What this exercise asks =
(a) Answer these questions from the excerpt on overprotective parenting.
(i) What position does Peter Cornall hold?
(ii) To which newspaper did he speak, and in what month did the article run?
(iii) How does the first paragraph describe the wussification of American children?
(b) Transcribe the excerpt on overprotective parenting word for word, from "The wussification of" up to and including "of growing up.".

Excerpt to read =
⁂

The wussification of American children is a relatively recent phenomenon, but a very real one. We pamper our kids, over-schedule them, overemphasize fairness in competition (the score ends in a tie ... again!) and keep them indoors too much, to the point that we're doing them a huge disservice. Kids aren't learning how to get hurt, lose, fend for themselves, find their balance and discover minor dangers on their own - all important parts of growing up.

 

The most encouraging parenting-related quote I've heard this year came from Peter Cornall, the head of leisure safety for the Royal Society for the Prevention of Accidents in England (best business card title ... ever), who says that overprotective parenting can hurt the development of children.

 

"Parents and children must not be frightened about venturing outside," he told the London Times in a June article. "When children spend time in the great outdoors, getting muddy, getting wet, getting stung by nettles, they learn important lessons - what hurts, what is slippery, what you can trip over or fall from. We need to try to break down the perceived safety barriers to playing outside."

 

I don't think he's saying people should get rid of their car seats or start smoking two packs a day while they're pregnant again. The point is to take some time and rediscover a few forgotten traditions, particularly ones that take place outdoors.

⁂

Dataset entries =
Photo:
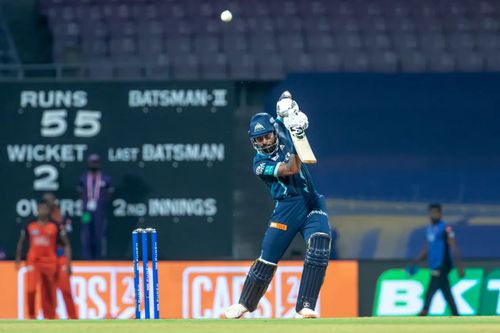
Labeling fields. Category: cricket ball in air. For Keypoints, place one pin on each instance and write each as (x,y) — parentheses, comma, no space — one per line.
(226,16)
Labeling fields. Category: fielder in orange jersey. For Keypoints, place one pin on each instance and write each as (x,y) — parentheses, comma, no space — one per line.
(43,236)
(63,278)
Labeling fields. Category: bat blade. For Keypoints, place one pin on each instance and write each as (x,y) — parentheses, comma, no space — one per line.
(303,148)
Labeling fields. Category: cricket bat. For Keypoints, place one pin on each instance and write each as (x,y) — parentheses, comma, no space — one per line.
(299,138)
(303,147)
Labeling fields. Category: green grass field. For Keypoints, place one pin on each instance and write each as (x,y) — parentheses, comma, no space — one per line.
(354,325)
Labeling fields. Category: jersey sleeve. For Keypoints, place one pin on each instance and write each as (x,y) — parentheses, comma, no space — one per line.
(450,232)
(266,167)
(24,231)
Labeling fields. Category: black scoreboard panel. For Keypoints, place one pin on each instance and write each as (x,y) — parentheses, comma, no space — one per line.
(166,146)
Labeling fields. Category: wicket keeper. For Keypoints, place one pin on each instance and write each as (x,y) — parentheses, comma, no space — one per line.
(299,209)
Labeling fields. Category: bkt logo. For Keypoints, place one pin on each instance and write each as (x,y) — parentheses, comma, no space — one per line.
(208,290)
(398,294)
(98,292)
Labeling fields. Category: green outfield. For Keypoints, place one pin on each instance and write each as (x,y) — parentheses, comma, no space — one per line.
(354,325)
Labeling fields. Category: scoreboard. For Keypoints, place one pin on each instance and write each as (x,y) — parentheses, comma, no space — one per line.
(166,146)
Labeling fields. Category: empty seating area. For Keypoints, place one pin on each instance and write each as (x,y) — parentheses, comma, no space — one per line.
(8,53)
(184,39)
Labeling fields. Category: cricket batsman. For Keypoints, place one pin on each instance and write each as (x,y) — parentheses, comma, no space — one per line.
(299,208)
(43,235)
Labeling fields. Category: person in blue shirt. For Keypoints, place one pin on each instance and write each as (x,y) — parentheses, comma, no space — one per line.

⁂

Per-task outputs =
(a)
(i) He is head of leisure safety for the Royal Society for the Prevention of Accidents in England.
(ii) He spoke to the London Times in a June article.
(iii) It is described as a relatively recent phenomenon, but a very real one.

(b)
The wussification of American children is a relatively recent phenomenon, but a very real one. We pamper our kids, over-schedule them, overemphasize fairness in competition (the score ends in a tie ... again!) and keep them indoors too much, to the point that we're doing them a huge disservice. Kids aren't learning how to get hurt, lose, fend for themselves, find their balance and discover minor dangers on their own - all important parts of growing up.